Data to use |

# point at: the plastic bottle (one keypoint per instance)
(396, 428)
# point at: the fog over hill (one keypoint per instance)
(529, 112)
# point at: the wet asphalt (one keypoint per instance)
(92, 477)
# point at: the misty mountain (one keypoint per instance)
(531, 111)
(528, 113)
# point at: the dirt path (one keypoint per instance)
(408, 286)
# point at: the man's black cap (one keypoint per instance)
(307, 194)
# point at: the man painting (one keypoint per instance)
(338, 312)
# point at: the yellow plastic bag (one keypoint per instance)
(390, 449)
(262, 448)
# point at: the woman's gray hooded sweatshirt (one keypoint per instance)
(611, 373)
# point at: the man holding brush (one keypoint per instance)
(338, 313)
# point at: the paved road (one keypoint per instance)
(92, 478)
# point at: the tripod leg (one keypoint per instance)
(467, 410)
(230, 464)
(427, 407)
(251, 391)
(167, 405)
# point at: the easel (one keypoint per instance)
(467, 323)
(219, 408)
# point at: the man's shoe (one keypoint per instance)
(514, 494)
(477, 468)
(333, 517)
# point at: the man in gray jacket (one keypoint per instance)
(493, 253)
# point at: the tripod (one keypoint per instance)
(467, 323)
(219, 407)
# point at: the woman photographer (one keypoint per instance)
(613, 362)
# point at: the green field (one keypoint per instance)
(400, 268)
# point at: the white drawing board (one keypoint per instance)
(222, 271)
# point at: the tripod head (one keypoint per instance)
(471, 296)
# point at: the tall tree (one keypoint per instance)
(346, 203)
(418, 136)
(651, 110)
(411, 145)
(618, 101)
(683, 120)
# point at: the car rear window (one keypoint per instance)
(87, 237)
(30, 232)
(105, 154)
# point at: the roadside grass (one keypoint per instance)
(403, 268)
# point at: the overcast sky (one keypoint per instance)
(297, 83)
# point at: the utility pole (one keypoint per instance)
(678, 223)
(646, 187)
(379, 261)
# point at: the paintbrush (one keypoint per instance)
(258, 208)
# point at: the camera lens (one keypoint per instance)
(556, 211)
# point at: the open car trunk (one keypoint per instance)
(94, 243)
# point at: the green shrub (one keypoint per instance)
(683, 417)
---
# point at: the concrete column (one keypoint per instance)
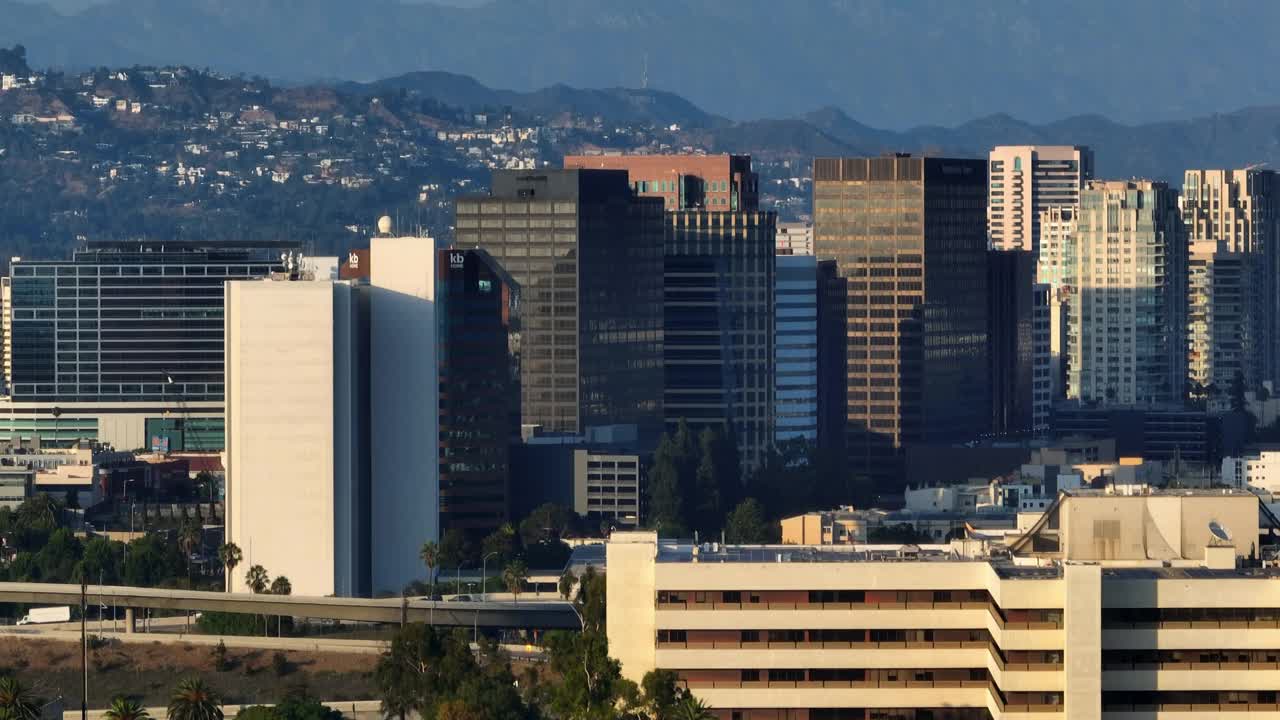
==
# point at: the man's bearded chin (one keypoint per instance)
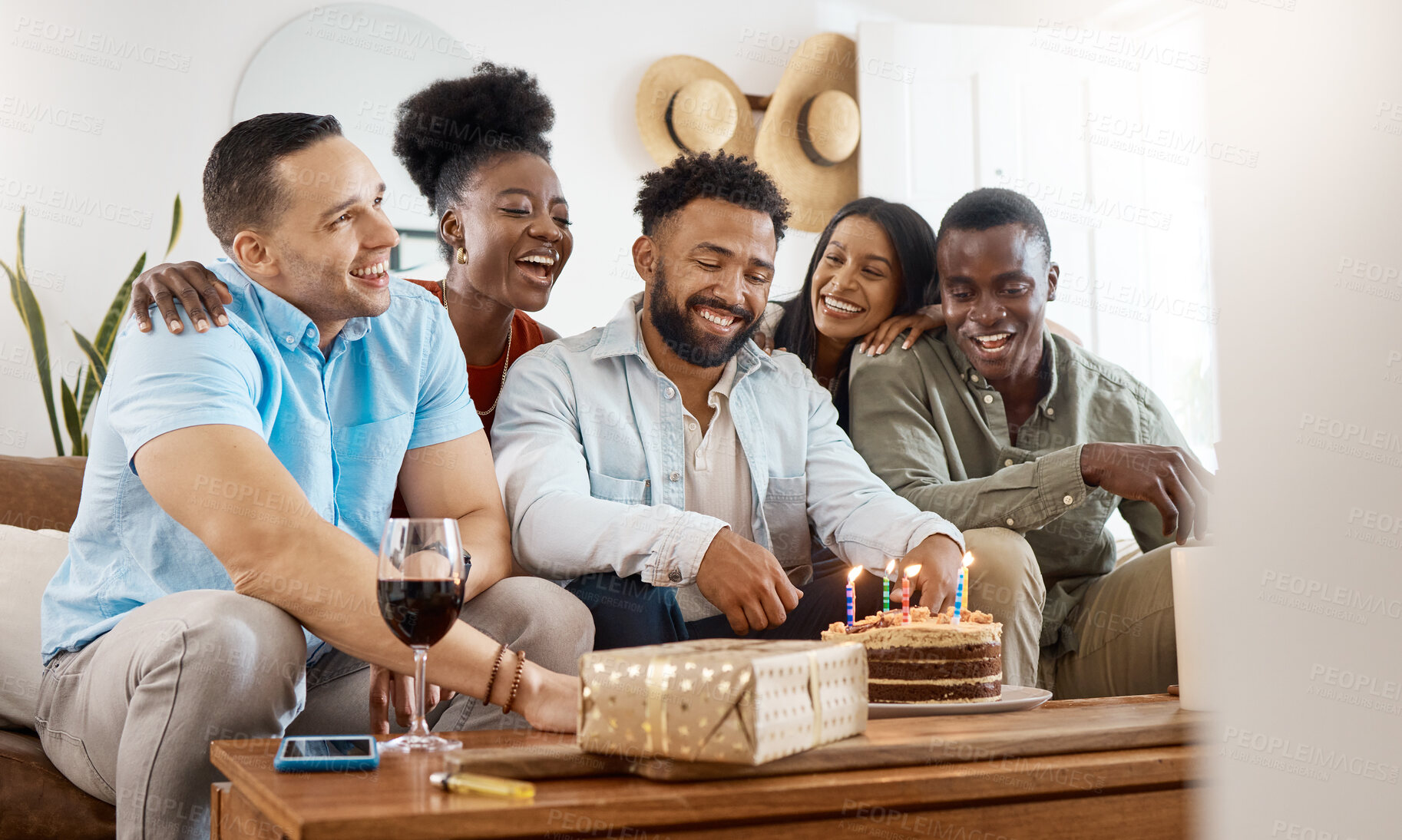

Work to be completed |
List every line above that contains the string "plastic", copying each one in full. Case counts, so match only that exact capitalization.

Answer |
# point at: the plastic bottle (one keypoint per instance)
# point at: the yellow plastic bag (one keypoint per instance)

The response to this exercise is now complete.